━━ EXTRACTED MATERIAL ━━
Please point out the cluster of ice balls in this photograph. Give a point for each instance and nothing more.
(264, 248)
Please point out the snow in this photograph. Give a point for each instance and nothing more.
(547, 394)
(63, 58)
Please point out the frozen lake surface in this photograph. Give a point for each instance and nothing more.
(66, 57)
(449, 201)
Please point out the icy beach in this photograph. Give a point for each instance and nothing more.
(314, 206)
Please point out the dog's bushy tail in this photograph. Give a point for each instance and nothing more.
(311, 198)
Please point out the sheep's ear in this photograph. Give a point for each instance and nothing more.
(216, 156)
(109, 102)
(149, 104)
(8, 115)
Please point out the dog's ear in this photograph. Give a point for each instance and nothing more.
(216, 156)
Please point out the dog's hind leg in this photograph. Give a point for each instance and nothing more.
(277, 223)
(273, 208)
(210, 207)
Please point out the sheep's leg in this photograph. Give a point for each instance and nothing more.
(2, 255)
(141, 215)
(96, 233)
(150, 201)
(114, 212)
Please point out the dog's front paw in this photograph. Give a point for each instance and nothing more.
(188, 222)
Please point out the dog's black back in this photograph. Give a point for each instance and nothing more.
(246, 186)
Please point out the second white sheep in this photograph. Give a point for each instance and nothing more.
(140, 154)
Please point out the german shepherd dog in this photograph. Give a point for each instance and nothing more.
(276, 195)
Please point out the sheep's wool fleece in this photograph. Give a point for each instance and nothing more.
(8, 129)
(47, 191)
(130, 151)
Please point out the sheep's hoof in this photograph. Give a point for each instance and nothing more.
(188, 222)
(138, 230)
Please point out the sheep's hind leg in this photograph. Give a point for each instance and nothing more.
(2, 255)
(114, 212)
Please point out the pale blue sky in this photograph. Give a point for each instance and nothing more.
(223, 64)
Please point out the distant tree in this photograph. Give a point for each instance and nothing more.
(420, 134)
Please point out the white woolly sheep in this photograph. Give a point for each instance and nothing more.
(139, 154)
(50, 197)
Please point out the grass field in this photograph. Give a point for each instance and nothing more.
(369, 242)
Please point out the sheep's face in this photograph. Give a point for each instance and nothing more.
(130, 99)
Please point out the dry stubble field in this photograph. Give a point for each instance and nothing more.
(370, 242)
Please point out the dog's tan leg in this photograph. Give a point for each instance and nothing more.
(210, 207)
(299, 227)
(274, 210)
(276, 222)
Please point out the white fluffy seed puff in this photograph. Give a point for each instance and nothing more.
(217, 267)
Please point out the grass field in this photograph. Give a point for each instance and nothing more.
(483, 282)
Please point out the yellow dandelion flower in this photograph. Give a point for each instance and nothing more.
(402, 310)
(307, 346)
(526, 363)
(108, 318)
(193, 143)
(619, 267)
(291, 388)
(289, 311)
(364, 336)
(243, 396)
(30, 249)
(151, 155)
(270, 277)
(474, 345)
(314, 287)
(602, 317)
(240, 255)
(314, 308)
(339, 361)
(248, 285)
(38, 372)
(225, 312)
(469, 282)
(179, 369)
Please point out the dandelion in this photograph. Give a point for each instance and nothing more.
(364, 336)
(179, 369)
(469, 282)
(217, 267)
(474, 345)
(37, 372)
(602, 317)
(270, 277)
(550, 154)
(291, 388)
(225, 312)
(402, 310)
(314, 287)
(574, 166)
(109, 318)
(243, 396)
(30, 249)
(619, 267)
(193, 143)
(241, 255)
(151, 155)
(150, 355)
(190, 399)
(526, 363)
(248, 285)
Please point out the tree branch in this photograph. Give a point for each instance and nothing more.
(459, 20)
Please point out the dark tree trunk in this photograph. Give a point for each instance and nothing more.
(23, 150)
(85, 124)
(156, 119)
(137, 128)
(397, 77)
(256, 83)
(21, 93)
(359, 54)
━━━
**TO DO**
All lines from the one that contains "Please point out the dark" to the end of the records above are to be copied exactly; leave out the rest.

**TASK RESPONSE**
Please point out the dark tree trunk in this photograph. Give a point for each instance and nothing more.
(23, 150)
(85, 124)
(156, 119)
(137, 128)
(397, 77)
(256, 83)
(21, 93)
(359, 54)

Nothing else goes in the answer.